(Image boundary annotation data)

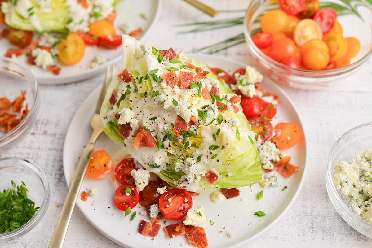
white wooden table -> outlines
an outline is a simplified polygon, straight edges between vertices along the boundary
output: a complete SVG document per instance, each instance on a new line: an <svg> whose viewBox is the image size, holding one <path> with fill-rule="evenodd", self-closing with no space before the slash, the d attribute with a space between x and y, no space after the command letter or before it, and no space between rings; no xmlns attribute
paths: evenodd
<svg viewBox="0 0 372 248"><path fill-rule="evenodd" d="M244 10L248 1L205 0L218 10ZM222 13L215 19L244 15ZM232 37L242 26L202 33L178 33L175 25L213 19L180 0L163 0L158 24L142 41L164 49L186 52ZM245 44L216 55L256 65ZM353 75L321 89L284 88L293 101L304 125L308 146L307 170L302 190L286 213L266 234L247 247L371 247L371 241L354 231L332 205L325 186L326 167L333 144L341 134L359 124L372 121L372 60ZM0 157L16 156L31 160L45 172L50 184L51 199L41 222L16 240L0 243L0 248L47 247L67 193L62 157L64 137L76 110L92 91L101 84L103 75L76 83L41 85L41 107L30 132L11 149L0 151ZM65 247L121 247L97 231L76 208Z"/></svg>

## EXERCISE
Give the data again, leaving out the pictures, with "wooden" swapped for "painted" throughout and everything else left as it is.

## CORRECT OUTPUT
white painted table -> outlines
an outline is a simplified polygon, straight edges between vertices along the boundary
output: a complete SVG document per instance, each instance on a new line: an <svg> whose viewBox is the image size, holding one <path> with fill-rule="evenodd", self-closing with no space before the slash, the d attribute with a space between x and y, no space after the command letter or before it, and no space between rings; no xmlns attribute
paths: evenodd
<svg viewBox="0 0 372 248"><path fill-rule="evenodd" d="M244 10L248 1L205 0L218 10ZM222 13L215 19L244 15ZM232 37L242 26L202 33L178 33L175 25L213 19L180 0L163 0L158 24L142 41L164 49L186 52ZM245 44L216 55L256 65ZM353 75L321 89L284 88L293 101L304 125L308 146L307 170L302 190L286 213L266 234L247 247L371 247L371 241L354 231L332 205L325 186L326 167L333 144L341 134L359 124L372 121L372 60ZM0 157L16 156L31 160L45 172L50 184L51 199L41 222L16 240L0 243L0 248L47 247L67 193L62 157L64 137L76 110L92 91L101 84L103 75L76 83L41 85L41 107L30 132L11 149L0 151ZM65 247L121 247L97 231L76 208Z"/></svg>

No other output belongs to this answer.